◆ **Extract to read**:
====================

The Medicare Question
Money. We have to talk about it.
Medicare Part D cannot currently cover GLP-1 drugs for weight loss. Federal law prohibits it. If your doctor prescribes Ozempic or Mounjaro for Type 2 diabetes, Part D can cover it. Wegovy can be covered for cardiovascular risk reduction. But for weight management alone? You're looking at $900 to $1,300 a month out of pocket. Every month.
There is a shift coming. In December 2025, the Centers for Medicare and Medicaid Services announced the BALANCE Model, a Medicare GLP-1 pilot program beginning July 2026. Under this pilot, eligible participants would pay roughly $50 a month, with the government covering $245. Eligibility requires a BMI over 35, or a BMI of 27 or higher with qualifying health conditions.
The 2026 Part D out-of-pocket cap of $2,100 per year helps too. But the gap between what these drugs cost to age in place safely, including the protein, the training, the monitoring, and what Medicare actually covers remains wide. Ask your doctor. Ask your pharmacist. Know what you're walking into financially before you start.

====================

◆ **Records supplied**:
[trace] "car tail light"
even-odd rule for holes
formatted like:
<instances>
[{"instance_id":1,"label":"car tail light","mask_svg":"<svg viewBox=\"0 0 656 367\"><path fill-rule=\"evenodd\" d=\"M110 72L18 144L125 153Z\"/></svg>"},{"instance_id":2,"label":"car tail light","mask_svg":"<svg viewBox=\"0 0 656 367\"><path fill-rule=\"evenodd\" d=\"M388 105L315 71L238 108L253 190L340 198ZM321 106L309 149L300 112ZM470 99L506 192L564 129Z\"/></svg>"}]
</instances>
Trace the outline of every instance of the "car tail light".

====================

◆ **Apply what you read**:
(1) According to the Medicare text, about how much a month would eligible participants pay under the BALANCE Model pilot?
(2) Extract the stretch of the Medicare text from "Medicare Part D" through "pocket. Every month.".

◆ **Written responses**:
(1) Roughly $50 a month.

(2)
Medicare Part D cannot currently cover GLP-1 drugs for weight loss. Federal law prohibits it. If your doctor prescribes Ozempic or Mounjaro for Type 2 diabetes, Part D can cover it. Wegovy can be covered for cardiovascular risk reduction. But for weight management alone? You're looking at $900 to $1,300 a month out of pocket. Every month.